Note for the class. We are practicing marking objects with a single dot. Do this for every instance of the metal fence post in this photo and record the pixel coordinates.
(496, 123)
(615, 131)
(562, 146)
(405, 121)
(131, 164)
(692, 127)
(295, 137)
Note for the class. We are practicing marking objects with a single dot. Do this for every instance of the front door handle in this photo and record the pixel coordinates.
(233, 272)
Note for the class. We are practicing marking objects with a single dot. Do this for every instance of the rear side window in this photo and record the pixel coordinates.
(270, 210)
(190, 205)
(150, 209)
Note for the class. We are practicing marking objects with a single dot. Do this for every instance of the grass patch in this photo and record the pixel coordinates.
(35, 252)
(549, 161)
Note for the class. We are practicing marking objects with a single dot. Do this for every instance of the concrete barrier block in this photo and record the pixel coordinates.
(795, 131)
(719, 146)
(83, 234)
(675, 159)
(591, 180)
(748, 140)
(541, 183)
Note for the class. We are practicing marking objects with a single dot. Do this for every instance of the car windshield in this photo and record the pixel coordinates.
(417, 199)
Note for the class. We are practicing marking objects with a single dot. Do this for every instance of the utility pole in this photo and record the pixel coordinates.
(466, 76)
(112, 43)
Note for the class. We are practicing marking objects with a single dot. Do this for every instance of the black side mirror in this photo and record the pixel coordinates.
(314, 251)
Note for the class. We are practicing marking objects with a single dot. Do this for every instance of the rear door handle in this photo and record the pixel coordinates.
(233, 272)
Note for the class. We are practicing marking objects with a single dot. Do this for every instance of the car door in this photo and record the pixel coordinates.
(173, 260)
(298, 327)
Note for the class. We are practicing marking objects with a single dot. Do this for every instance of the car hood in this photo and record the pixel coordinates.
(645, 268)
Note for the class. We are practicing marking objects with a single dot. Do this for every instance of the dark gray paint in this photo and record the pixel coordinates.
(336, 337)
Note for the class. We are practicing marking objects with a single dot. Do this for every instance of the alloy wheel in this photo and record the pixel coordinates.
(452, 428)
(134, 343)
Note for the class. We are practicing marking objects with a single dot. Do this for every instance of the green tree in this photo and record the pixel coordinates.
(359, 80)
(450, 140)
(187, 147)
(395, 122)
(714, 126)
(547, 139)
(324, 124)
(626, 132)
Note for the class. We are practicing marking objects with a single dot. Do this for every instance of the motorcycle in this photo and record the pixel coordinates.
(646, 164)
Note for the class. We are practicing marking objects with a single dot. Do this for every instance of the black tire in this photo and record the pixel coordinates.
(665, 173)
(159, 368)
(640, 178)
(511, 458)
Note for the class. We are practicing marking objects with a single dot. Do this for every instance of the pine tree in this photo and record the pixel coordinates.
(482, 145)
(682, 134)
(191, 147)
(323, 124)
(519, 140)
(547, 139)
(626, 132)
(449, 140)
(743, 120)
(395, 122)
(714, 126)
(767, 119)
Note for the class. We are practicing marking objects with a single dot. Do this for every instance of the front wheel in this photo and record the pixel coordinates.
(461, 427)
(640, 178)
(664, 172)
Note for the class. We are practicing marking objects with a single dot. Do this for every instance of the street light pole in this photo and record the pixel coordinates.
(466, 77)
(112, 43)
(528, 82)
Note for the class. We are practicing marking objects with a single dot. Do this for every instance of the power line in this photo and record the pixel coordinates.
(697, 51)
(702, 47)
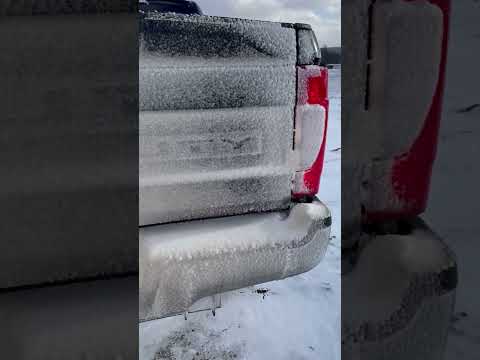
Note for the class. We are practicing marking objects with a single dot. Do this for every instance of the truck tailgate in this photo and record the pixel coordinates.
(217, 99)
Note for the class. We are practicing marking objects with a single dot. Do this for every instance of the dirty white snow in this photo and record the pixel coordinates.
(296, 318)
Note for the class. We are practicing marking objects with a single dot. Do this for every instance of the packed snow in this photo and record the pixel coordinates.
(296, 318)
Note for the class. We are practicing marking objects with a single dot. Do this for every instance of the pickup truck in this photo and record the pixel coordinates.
(233, 118)
(399, 278)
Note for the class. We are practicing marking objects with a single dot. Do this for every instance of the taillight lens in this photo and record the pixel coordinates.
(311, 116)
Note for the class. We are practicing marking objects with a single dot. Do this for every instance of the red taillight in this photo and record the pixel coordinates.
(311, 116)
(407, 78)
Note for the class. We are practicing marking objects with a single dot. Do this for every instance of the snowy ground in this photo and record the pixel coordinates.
(296, 318)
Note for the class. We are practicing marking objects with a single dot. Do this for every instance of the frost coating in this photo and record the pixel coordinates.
(181, 263)
(412, 278)
(405, 68)
(217, 100)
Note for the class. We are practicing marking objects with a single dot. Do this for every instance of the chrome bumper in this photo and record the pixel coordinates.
(184, 262)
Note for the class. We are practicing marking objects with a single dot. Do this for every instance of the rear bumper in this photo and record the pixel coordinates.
(184, 262)
(402, 289)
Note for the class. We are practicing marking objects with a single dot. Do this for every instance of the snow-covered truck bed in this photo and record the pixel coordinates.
(232, 124)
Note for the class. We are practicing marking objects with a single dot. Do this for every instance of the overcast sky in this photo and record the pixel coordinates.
(323, 15)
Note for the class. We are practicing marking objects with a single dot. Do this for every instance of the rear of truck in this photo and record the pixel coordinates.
(233, 117)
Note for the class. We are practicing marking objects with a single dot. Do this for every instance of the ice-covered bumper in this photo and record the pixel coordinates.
(184, 262)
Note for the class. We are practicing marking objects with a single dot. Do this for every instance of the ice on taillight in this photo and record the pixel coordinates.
(309, 134)
(311, 117)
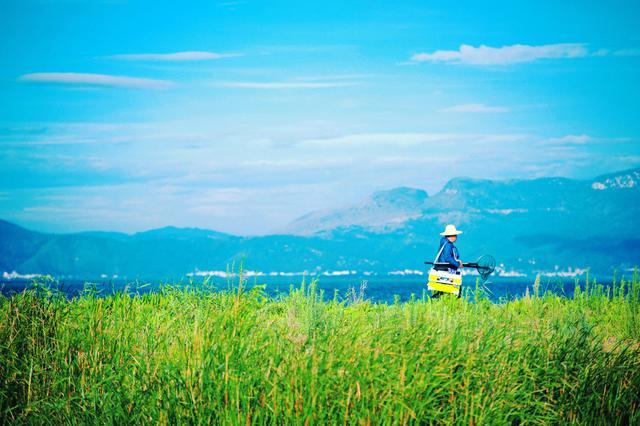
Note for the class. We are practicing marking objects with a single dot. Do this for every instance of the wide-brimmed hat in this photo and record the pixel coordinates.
(450, 230)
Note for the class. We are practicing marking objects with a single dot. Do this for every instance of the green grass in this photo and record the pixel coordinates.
(236, 357)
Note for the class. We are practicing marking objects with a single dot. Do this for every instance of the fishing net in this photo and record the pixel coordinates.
(485, 265)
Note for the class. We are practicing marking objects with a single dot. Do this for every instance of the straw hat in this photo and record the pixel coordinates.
(450, 230)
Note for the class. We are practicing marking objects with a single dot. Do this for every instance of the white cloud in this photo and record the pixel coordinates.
(505, 55)
(271, 85)
(568, 140)
(627, 52)
(408, 139)
(176, 56)
(105, 80)
(474, 108)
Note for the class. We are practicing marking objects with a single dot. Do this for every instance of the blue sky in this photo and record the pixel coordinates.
(240, 115)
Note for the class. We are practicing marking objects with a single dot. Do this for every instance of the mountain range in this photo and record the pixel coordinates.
(544, 224)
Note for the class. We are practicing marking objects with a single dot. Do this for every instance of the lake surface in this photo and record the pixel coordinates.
(375, 289)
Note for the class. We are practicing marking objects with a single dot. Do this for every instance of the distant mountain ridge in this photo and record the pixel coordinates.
(544, 224)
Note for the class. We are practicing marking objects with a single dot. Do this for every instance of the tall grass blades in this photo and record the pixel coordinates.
(235, 356)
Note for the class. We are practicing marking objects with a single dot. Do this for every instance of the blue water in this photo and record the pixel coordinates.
(377, 290)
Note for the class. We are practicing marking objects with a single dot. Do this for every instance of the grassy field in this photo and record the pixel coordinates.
(235, 356)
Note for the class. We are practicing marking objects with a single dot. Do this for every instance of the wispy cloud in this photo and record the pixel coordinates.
(568, 140)
(104, 80)
(474, 108)
(283, 85)
(175, 56)
(408, 139)
(505, 55)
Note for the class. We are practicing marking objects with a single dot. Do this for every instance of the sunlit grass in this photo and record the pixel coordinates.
(236, 356)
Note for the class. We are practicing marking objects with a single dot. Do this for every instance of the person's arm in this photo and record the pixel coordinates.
(456, 256)
(449, 255)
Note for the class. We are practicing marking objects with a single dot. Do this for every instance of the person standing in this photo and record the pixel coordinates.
(448, 252)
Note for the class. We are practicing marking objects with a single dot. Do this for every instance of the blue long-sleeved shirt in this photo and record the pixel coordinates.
(449, 254)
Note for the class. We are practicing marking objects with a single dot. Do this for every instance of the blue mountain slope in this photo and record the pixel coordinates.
(528, 225)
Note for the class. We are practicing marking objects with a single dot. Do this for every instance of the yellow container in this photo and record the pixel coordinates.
(445, 282)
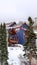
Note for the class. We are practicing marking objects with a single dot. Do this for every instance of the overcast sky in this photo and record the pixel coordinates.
(15, 10)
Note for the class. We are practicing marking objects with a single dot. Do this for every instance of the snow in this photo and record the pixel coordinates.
(13, 54)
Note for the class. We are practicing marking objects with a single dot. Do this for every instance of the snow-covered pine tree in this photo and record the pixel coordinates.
(31, 36)
(4, 52)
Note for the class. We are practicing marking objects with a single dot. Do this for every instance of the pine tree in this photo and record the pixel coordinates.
(31, 37)
(4, 52)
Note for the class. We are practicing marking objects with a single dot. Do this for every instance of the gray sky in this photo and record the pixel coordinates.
(15, 10)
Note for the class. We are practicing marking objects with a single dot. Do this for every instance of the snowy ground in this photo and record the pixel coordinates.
(13, 54)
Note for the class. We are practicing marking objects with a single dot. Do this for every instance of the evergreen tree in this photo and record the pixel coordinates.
(31, 37)
(4, 53)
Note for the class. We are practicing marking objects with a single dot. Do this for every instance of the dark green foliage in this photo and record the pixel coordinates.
(31, 36)
(3, 46)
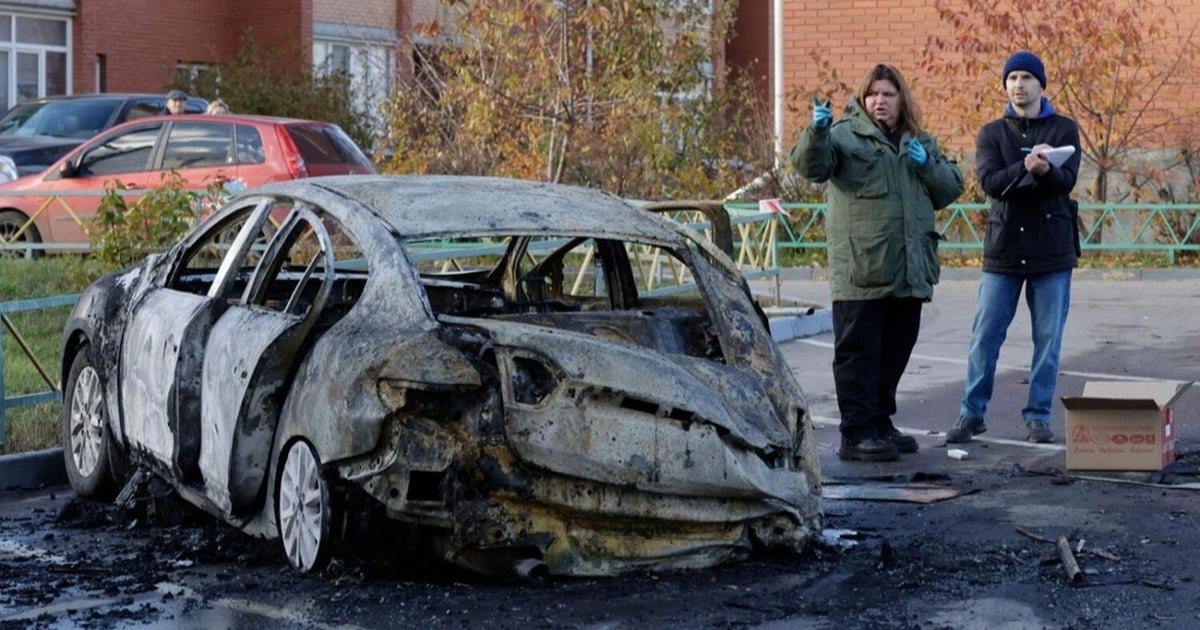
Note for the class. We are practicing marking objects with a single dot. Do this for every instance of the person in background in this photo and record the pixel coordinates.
(1031, 243)
(177, 100)
(886, 178)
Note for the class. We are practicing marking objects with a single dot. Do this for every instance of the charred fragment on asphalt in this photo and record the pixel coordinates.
(532, 378)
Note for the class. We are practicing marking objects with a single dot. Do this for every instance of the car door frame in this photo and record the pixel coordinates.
(245, 379)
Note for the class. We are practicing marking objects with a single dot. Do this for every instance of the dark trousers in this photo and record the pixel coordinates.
(873, 341)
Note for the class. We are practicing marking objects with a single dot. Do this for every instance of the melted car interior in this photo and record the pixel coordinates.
(634, 293)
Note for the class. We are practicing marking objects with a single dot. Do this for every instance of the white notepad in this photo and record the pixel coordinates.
(1059, 154)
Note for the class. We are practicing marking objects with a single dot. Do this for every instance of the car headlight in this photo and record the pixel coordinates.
(7, 169)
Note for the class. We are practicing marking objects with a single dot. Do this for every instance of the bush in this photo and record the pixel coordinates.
(125, 233)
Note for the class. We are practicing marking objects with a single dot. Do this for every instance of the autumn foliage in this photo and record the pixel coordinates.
(1125, 70)
(609, 94)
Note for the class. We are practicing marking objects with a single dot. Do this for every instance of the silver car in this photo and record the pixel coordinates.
(525, 377)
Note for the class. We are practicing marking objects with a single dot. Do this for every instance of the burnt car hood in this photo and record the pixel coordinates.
(726, 396)
(624, 415)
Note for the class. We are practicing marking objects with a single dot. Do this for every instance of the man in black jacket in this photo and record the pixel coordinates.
(1031, 244)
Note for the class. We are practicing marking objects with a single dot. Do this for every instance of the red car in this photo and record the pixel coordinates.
(203, 149)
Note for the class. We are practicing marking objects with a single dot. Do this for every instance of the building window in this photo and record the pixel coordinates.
(367, 65)
(35, 57)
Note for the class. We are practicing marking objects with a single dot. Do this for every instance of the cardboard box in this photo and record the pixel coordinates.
(1122, 425)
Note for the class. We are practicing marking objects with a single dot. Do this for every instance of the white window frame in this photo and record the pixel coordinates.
(15, 48)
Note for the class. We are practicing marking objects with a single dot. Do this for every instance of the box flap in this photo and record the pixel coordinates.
(1081, 403)
(1163, 393)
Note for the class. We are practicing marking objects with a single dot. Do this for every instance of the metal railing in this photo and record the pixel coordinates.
(51, 379)
(1168, 229)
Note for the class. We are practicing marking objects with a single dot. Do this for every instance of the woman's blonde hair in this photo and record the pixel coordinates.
(217, 107)
(910, 114)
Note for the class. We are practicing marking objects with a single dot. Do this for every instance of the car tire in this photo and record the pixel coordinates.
(87, 444)
(12, 221)
(304, 509)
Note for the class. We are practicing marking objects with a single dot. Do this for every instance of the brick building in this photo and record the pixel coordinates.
(51, 47)
(858, 34)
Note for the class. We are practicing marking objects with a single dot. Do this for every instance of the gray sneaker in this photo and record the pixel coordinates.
(1039, 432)
(965, 429)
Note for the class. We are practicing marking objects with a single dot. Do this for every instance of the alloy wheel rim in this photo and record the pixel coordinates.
(87, 421)
(301, 507)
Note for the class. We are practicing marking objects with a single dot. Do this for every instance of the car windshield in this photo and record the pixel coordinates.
(65, 119)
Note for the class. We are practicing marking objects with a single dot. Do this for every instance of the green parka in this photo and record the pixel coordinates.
(880, 213)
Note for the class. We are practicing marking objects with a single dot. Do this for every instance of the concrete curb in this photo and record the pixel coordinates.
(34, 469)
(792, 327)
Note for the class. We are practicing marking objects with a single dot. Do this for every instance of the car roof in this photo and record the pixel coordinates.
(124, 96)
(433, 205)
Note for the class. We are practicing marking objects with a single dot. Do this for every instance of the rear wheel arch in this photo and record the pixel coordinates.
(85, 432)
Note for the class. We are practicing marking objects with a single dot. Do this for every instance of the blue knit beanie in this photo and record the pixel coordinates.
(1029, 63)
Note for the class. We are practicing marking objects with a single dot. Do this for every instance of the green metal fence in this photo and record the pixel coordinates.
(1168, 229)
(51, 378)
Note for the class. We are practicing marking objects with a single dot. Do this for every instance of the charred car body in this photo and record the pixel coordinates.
(528, 376)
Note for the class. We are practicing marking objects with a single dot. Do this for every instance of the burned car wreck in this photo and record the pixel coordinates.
(526, 377)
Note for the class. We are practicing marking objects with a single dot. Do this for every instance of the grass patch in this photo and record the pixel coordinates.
(35, 427)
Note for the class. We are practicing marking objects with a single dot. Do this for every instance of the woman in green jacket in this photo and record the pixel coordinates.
(886, 178)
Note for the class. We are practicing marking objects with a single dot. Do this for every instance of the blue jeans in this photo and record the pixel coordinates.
(1048, 297)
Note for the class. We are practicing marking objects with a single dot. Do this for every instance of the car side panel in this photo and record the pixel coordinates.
(149, 358)
(240, 367)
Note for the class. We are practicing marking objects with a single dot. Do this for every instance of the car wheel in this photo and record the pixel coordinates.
(87, 444)
(304, 509)
(11, 222)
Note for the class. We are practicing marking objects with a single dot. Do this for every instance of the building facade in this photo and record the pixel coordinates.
(51, 47)
(856, 35)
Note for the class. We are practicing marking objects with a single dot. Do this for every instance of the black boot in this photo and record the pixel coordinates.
(870, 449)
(903, 442)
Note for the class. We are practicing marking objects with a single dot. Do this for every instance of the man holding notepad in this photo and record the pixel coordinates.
(1026, 162)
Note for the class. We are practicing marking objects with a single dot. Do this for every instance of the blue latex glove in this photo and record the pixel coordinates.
(822, 115)
(917, 153)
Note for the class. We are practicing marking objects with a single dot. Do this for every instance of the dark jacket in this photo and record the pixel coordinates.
(1031, 227)
(880, 220)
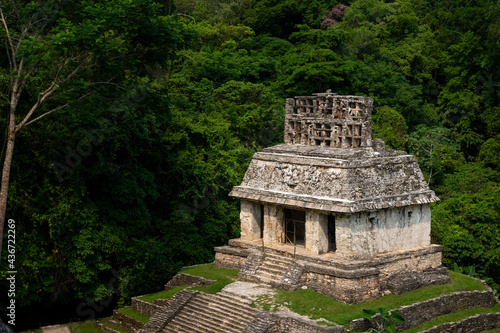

----

SET TASK:
Print the lines of the listing above starting at the line that contains "the man holding" and ending at the line that contains "(1026, 162)", both included, with no changes.

SOLUTION TO THIS TASK:
Note for the class. We are practicing marking objects with a single dot. Do this for every instance of the man holding notepad in this photo and record the pixel coordinates.
(1026, 162)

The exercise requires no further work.